OBJECTIVE
Repeat word for word the lines from the one holding "POST /point" through the end, both ends included, and leave out every picture.

_ _ _ _ _

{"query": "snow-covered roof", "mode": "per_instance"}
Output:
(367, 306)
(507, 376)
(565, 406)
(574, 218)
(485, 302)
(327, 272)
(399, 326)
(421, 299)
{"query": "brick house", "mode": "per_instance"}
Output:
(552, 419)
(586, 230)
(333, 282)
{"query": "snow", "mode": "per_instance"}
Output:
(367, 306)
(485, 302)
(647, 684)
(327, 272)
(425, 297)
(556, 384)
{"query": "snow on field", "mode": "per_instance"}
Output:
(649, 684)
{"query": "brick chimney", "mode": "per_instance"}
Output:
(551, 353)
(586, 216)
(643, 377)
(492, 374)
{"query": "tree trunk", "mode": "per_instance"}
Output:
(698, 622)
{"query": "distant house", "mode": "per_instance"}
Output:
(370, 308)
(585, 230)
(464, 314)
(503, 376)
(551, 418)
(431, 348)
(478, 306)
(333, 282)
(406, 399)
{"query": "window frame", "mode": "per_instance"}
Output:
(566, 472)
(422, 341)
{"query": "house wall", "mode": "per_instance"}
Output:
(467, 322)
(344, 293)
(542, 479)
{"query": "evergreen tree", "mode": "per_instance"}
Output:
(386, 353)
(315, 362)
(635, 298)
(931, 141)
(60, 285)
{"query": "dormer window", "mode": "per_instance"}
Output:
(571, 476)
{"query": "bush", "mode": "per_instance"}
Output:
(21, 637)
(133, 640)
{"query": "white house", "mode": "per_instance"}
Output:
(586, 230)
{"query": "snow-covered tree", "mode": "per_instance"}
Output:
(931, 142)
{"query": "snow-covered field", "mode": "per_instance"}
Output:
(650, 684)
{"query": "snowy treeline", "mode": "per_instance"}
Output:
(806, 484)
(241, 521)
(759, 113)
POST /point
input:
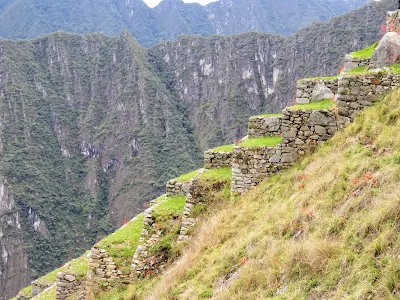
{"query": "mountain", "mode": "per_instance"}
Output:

_ _ _ _ _

OUTPUT
POST /point
input:
{"query": "mountain", "mode": "per_instance"}
Output:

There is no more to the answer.